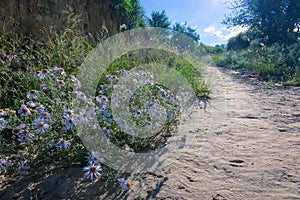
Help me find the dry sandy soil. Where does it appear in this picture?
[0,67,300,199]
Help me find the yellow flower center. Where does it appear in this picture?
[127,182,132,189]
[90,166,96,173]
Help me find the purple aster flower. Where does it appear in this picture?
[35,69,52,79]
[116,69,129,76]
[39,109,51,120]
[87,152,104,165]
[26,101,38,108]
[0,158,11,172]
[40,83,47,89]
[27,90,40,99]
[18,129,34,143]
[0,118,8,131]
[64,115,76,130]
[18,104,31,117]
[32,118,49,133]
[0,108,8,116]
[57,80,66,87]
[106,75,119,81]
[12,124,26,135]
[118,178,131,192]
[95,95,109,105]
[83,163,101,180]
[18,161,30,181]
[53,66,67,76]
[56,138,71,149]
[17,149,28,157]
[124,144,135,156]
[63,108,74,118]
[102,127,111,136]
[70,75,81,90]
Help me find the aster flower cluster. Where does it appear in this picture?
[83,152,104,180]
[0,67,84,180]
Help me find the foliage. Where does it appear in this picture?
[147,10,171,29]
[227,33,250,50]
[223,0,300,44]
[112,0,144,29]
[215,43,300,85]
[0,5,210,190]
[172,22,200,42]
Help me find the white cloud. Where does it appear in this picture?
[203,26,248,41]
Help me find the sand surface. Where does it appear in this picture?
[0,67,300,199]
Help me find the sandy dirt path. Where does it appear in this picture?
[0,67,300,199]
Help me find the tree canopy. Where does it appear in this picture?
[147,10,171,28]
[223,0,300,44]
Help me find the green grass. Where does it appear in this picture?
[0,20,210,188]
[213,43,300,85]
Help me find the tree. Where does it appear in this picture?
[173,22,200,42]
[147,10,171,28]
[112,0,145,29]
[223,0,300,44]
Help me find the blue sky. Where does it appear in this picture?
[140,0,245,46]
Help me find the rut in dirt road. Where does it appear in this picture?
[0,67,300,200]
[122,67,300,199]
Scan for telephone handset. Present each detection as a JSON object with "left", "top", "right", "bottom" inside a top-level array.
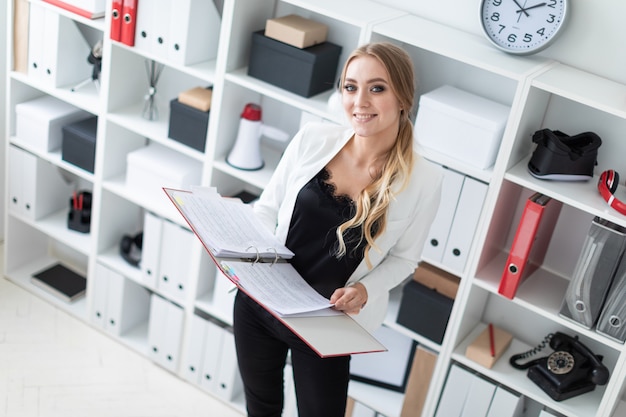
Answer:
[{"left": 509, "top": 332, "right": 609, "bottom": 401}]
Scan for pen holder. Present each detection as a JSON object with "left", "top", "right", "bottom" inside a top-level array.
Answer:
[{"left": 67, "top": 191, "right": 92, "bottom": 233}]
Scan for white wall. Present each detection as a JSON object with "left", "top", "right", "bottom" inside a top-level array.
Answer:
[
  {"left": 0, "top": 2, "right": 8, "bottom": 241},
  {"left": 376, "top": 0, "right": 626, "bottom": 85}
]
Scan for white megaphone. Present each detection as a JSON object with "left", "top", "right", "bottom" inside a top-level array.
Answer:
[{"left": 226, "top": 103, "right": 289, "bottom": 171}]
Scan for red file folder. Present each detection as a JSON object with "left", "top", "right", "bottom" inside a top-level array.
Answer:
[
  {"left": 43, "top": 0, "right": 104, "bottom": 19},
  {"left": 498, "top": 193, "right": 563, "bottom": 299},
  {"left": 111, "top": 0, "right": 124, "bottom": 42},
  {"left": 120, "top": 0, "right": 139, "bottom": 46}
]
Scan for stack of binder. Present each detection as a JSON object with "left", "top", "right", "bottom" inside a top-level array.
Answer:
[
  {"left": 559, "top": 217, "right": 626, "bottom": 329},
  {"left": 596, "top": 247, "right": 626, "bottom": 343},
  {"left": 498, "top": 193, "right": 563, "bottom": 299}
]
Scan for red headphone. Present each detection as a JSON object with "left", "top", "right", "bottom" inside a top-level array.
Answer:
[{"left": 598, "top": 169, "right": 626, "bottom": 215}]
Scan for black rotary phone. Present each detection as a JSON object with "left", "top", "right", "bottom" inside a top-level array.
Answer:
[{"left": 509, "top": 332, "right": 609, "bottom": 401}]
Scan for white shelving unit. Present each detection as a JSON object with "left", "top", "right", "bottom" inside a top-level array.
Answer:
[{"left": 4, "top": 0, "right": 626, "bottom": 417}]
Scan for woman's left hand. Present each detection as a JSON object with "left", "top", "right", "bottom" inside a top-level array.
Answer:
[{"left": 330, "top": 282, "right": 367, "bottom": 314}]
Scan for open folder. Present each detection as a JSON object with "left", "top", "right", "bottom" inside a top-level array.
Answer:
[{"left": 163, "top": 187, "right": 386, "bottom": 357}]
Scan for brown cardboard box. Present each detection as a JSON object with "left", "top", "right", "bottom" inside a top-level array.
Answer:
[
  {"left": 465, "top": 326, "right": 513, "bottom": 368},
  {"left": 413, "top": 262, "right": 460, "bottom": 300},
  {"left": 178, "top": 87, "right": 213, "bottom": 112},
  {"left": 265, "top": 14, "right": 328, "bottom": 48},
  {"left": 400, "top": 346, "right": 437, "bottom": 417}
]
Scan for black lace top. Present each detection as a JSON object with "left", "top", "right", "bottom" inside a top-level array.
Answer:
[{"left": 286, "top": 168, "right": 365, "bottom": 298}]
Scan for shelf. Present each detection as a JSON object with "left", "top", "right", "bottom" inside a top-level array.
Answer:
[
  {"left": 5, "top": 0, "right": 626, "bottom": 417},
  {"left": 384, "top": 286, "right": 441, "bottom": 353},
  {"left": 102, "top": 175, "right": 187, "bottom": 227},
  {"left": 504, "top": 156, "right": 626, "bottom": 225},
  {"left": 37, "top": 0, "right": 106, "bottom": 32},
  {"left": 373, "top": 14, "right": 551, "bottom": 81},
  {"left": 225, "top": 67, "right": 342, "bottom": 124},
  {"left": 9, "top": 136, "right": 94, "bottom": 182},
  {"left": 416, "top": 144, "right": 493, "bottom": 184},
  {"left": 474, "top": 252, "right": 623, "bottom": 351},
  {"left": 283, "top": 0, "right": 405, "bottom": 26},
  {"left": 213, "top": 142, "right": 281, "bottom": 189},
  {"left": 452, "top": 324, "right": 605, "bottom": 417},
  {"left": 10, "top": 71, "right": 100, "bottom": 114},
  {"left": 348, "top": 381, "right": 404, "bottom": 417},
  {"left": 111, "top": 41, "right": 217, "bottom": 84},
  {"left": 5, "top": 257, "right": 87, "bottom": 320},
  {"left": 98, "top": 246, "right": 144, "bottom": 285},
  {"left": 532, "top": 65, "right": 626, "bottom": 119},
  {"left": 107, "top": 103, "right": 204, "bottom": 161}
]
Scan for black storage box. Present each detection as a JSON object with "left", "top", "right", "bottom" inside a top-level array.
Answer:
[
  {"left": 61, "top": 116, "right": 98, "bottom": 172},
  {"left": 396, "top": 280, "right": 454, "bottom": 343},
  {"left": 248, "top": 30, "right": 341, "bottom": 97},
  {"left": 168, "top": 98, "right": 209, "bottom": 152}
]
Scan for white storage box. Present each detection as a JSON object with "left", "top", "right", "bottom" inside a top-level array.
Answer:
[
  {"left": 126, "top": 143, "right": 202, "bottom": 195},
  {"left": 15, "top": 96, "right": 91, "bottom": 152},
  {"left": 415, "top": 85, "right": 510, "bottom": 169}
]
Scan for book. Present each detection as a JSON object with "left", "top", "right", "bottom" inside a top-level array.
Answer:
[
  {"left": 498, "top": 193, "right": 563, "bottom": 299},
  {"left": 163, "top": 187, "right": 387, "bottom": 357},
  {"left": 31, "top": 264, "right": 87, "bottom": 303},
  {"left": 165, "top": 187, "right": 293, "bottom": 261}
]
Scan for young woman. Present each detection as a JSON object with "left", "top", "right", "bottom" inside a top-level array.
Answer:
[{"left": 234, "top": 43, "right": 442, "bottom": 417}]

Directive :: Switch "detection" to "match" everywhere in the data above and write out every line again with nothing else altered. Leave the pictures out.

Response to the exercise ::
Help me find the dry sandy soil. Where does it appear in this picture?
[0,67,300,199]
Help me find the yellow flower center. Where does it appear in this picture?
[127,182,132,189]
[90,166,96,173]
Help me find the purple aster flower. Where does it appear in this picture?
[35,69,52,79]
[116,69,129,76]
[39,109,51,120]
[87,152,104,165]
[26,101,38,108]
[0,158,11,172]
[40,83,47,89]
[27,90,40,99]
[18,129,34,143]
[0,118,8,131]
[64,115,76,130]
[18,104,31,117]
[32,118,49,133]
[0,108,8,116]
[57,80,66,87]
[106,75,119,81]
[12,124,26,135]
[118,178,131,192]
[95,95,109,105]
[83,163,101,180]
[18,161,30,181]
[53,66,67,76]
[56,138,71,149]
[17,149,28,157]
[124,144,135,156]
[63,108,74,118]
[102,127,111,136]
[70,75,81,90]
Help me find the aster flower cluster. Where does it appear in this picture?
[83,152,104,180]
[0,67,84,180]
Help me find the foliage. Where does it appear in this picture?
[147,10,171,29]
[227,33,250,50]
[223,0,300,44]
[112,0,144,29]
[215,43,300,85]
[0,5,210,190]
[172,22,200,42]
Help me find the white cloud. Where does it appear in this picture?
[203,26,248,41]
Help me find the sand surface. Where does it appear in this picture?
[0,67,300,199]
Help me find the sandy dirt path. Where does it appear in this picture?
[0,67,300,199]
Help me find the tree canopy. Where does it appear in this picture?
[147,10,171,28]
[223,0,300,44]
Help me find the green grass. Where does it appear in this picture?
[0,20,210,188]
[213,43,300,85]
Help me find the tree. Where does it appear in this picture?
[173,22,200,42]
[147,10,171,28]
[112,0,145,29]
[223,0,300,44]
Help me find the blue sky. Where does it appear in this picture?
[140,0,245,46]
Help me find the rut in dirt road. Where does it appear in this picture?
[0,67,300,200]
[122,67,300,199]
Scan for telephone handset. Present each match as a JSON object with "left", "top", "right", "bottom" inside a top-level array.
Answer:
[{"left": 509, "top": 332, "right": 609, "bottom": 401}]
Scan for pen holder. Present each match as a JSON object with "left", "top", "right", "bottom" inside a top-level array.
Answer:
[{"left": 67, "top": 191, "right": 92, "bottom": 233}]
Scan for white wall. Present each match as a JSON object with "left", "top", "right", "bottom" inside a top-level array.
Answer:
[
  {"left": 0, "top": 2, "right": 8, "bottom": 241},
  {"left": 376, "top": 0, "right": 626, "bottom": 85}
]
Scan for white megaphone. Present each match as a JSON object with "left", "top", "right", "bottom" inside a top-level array.
Answer:
[{"left": 226, "top": 103, "right": 289, "bottom": 171}]
Scan for red file folder. Present each match as a JSON object with "left", "top", "right", "bottom" inside a top-level array.
Answer:
[
  {"left": 43, "top": 0, "right": 104, "bottom": 19},
  {"left": 498, "top": 193, "right": 563, "bottom": 299},
  {"left": 111, "top": 0, "right": 124, "bottom": 42},
  {"left": 120, "top": 0, "right": 139, "bottom": 46}
]
Scan for stack of binder. Present each match as a JSON object with "left", "top", "right", "bottom" inside a top-level array.
Answer:
[
  {"left": 559, "top": 217, "right": 626, "bottom": 329},
  {"left": 596, "top": 247, "right": 626, "bottom": 343},
  {"left": 498, "top": 193, "right": 563, "bottom": 299}
]
Scan for red headphone. Present each match as a JSON object with "left", "top", "right", "bottom" inside a top-level array.
Answer:
[{"left": 598, "top": 169, "right": 626, "bottom": 215}]
Scan for black rotary phone. Present each match as a JSON object with "left", "top", "right", "bottom" inside a top-level array.
Answer:
[{"left": 509, "top": 332, "right": 609, "bottom": 401}]
Scan for white shelving unit. Present each match as a JSON object with "left", "top", "right", "bottom" inside a top-level array.
Answer:
[{"left": 4, "top": 0, "right": 626, "bottom": 417}]
Scan for woman's left hand. Present each match as a JSON object with "left", "top", "right", "bottom" inside a top-level array.
Answer:
[{"left": 330, "top": 282, "right": 367, "bottom": 314}]
Scan for open folder. Present each match as a JSON object with "left", "top", "right", "bottom" inside a top-level array.
Answer:
[{"left": 163, "top": 187, "right": 386, "bottom": 357}]
Scan for brown cardboard box. Present each match as a JSON object with "left", "top", "right", "bottom" inside a top-level array.
Answer:
[
  {"left": 465, "top": 326, "right": 513, "bottom": 368},
  {"left": 413, "top": 262, "right": 460, "bottom": 300},
  {"left": 178, "top": 87, "right": 213, "bottom": 112},
  {"left": 265, "top": 14, "right": 328, "bottom": 48},
  {"left": 400, "top": 346, "right": 437, "bottom": 417}
]
Scan for black lace top. Present each match as a JSON object with "left", "top", "right", "bottom" inside a top-level array.
Answer:
[{"left": 286, "top": 168, "right": 365, "bottom": 298}]
Scan for shelf. Present each match as a JSON object with "left", "top", "right", "bottom" inside a top-level array.
Answer:
[
  {"left": 5, "top": 0, "right": 626, "bottom": 417},
  {"left": 384, "top": 286, "right": 441, "bottom": 353},
  {"left": 102, "top": 175, "right": 187, "bottom": 227},
  {"left": 504, "top": 156, "right": 626, "bottom": 225},
  {"left": 37, "top": 0, "right": 106, "bottom": 32},
  {"left": 373, "top": 14, "right": 551, "bottom": 81},
  {"left": 225, "top": 67, "right": 342, "bottom": 124},
  {"left": 9, "top": 136, "right": 94, "bottom": 182},
  {"left": 416, "top": 144, "right": 493, "bottom": 184},
  {"left": 474, "top": 252, "right": 623, "bottom": 351},
  {"left": 283, "top": 0, "right": 405, "bottom": 26},
  {"left": 213, "top": 142, "right": 281, "bottom": 189},
  {"left": 452, "top": 324, "right": 605, "bottom": 417},
  {"left": 10, "top": 71, "right": 100, "bottom": 114},
  {"left": 348, "top": 381, "right": 404, "bottom": 417},
  {"left": 111, "top": 41, "right": 217, "bottom": 84},
  {"left": 5, "top": 257, "right": 87, "bottom": 320},
  {"left": 98, "top": 246, "right": 144, "bottom": 285},
  {"left": 532, "top": 65, "right": 626, "bottom": 119},
  {"left": 107, "top": 103, "right": 204, "bottom": 161}
]
Scan for black storage box. Present each match as a JSON object with "left", "top", "right", "bottom" inside a top-level array.
Answer:
[
  {"left": 61, "top": 116, "right": 98, "bottom": 172},
  {"left": 396, "top": 280, "right": 454, "bottom": 343},
  {"left": 248, "top": 30, "right": 341, "bottom": 97},
  {"left": 168, "top": 98, "right": 209, "bottom": 152}
]
Scan for white storage box. Present each match as a JSON object with "left", "top", "right", "bottom" inside a top-level array.
Answer:
[
  {"left": 126, "top": 143, "right": 202, "bottom": 195},
  {"left": 15, "top": 96, "right": 91, "bottom": 152},
  {"left": 415, "top": 85, "right": 510, "bottom": 169}
]
Scan for book. Present each match as a JSON object with "left", "top", "right", "bottom" inside a top-level array.
Answer:
[
  {"left": 498, "top": 193, "right": 563, "bottom": 299},
  {"left": 163, "top": 187, "right": 387, "bottom": 357},
  {"left": 31, "top": 264, "right": 87, "bottom": 303},
  {"left": 165, "top": 187, "right": 293, "bottom": 261}
]
Scan for young woman. Present each match as a JSON object with "left", "top", "right", "bottom" inside a top-level array.
Answer:
[{"left": 234, "top": 43, "right": 442, "bottom": 417}]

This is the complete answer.